▶ **Passage shown**
Background: Physician Assistants (PAs) and Nurse Practitioners (NPs) play a growing role within hospital medicine groups. We studied physician perceptions of NPs and PAs in Hospital Medicine and identified factors that impact these perceptions.

Methods: Data was collected through a mixed methodology survey with both open and closed-ended questions on a 6 point Likert scale. An e-mail request to participate in the study, with personalized link to REDCap survey, was sent to physician hospitalists at 2 academic medical institutions in a large metropolitan area. Only providers who had direct experience working with NPs and PAs were encouraged to take the survey.

Results: The 25 respondents were physicians with an average of 6.2 years in practice. On average 40% of respondent clinical shifts were collaborative with NPs and PAs although 16% did not personally share patients with NPs and PAs. Survey response rate was 28.1%.
Ninety six percent (96%) agreed that inpatient teams benefit from having NPs and PAs (5.20, SD 1.19) and 88% felt that the patient care delivered by these teams was improved (5.16, SD 1.28). Ninety six percent (96%) reported working with NPs and PAs improved their own job satisfaction (5.16, SD 0.94). Ninety six percent (96%) agreed that this improves their own efficiency (5.36, SD 0.86) and 100% perceived it as reducing their workload (5.2, SD 0.76). Eighty percent (80%) reported NPs and PAs improve communication with patients (4.96, SD 1.14) versus 96% feeling they improve communication with other members of the healthcare team (5.2, SD 0.82). Eighty percent (80%) believed that NPs and PAs added financial value to the practice (4.48, SD 1.33). The median respondent believed NPs and PAs function most similar to 3rd year residents and care for a census approximately 75% of a physician in their group. Ninety two percent (92%) prefer working with NPs and PAs with multiple years of clinical experience (5.2, SD 1.03) but 96% would prefer to work with NPs and PAs who have participated in additional training beyond PA/NP school (5.4, SD 0.91).

Free text responses to questions about the value provided by NPs and PAs revealed many of the anticipated domains of value including being efficient clinicians, functioning well on teams, and communication skills. The comments also revealed aspects of value not anticipated including personal characteristics, positive interpersonal interactions, and deep knowledge of the care delivery system. One recurring theme was how the presence of NPs and PAs contributes to creating a positive learning environment on the inpatient team and the value created by having multiple clinicians having input into a complex patient’s care. By sharing workload the perception was that patients receive more time from clinicians at their bedside.

Conclusions: The perceptions by hospital medicine physicians of NPs and PAs were nearly universally positive. Notable were the positive impacts PAs and NPs had on physician perceptions of the clinical care provided, practice efficiency and provider satisfaction.

▶ **Entries supplied**
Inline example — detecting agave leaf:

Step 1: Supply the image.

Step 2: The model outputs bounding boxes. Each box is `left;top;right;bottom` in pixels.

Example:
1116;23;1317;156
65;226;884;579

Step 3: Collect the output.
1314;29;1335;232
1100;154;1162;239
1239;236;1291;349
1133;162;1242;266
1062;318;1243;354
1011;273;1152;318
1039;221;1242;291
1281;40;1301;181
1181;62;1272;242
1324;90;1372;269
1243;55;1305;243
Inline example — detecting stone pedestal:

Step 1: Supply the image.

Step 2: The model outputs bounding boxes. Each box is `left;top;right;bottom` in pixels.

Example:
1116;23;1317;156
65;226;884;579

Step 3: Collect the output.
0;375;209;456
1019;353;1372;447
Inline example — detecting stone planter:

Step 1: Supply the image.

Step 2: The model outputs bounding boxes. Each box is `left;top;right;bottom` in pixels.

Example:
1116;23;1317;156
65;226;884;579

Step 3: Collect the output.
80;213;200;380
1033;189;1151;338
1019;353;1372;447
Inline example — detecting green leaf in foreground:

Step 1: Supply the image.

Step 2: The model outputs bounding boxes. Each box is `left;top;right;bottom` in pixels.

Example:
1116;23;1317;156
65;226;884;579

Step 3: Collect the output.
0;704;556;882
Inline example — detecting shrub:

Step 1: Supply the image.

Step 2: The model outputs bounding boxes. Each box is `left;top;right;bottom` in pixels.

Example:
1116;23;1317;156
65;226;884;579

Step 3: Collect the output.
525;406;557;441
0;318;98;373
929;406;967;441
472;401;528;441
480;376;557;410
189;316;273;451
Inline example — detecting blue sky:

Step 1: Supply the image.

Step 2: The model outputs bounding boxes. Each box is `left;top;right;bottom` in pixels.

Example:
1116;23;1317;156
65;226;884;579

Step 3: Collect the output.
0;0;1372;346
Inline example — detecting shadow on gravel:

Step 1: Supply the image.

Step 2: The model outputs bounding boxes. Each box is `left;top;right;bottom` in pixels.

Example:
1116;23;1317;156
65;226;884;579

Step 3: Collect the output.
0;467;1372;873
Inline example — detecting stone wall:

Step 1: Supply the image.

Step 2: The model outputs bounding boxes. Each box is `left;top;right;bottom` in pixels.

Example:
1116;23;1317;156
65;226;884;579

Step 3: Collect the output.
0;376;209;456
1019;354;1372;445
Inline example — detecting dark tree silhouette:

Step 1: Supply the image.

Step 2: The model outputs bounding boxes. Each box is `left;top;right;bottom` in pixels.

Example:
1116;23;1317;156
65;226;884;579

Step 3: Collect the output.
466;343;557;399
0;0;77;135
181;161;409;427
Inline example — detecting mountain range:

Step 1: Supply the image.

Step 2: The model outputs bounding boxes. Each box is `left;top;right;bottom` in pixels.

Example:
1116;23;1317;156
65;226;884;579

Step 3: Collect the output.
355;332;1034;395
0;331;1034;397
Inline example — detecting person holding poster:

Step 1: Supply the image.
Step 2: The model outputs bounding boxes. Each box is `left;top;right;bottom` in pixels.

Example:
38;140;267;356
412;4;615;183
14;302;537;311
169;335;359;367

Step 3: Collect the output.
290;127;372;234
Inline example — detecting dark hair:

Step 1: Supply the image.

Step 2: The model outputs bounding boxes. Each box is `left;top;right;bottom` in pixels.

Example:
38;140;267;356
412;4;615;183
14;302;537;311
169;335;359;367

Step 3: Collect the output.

▶ **Brief A**
According to the conclusions of the abstract, what three areas did PAs and NPs notably have a positive impact on in physician perceptions?
▶ **Brief B**
Translate this sentence from the abstract into Spanish: "The perceptions by hospital medicine physicians of NPs and PAs were nearly universally positive."
▶ **Brief C**
What survey response rate does the abstract report?
These entries have no connection to the abstract.

▶ **Task result A**
- The clinical care provided
- Practice efficiency
- Provider satisfaction

▶ **Task result B**
Las percepciones de los médicos de medicina hospitalaria sobre los NP y los PA fueron casi universalmente positivas.

▶ **Task result C**
28.1%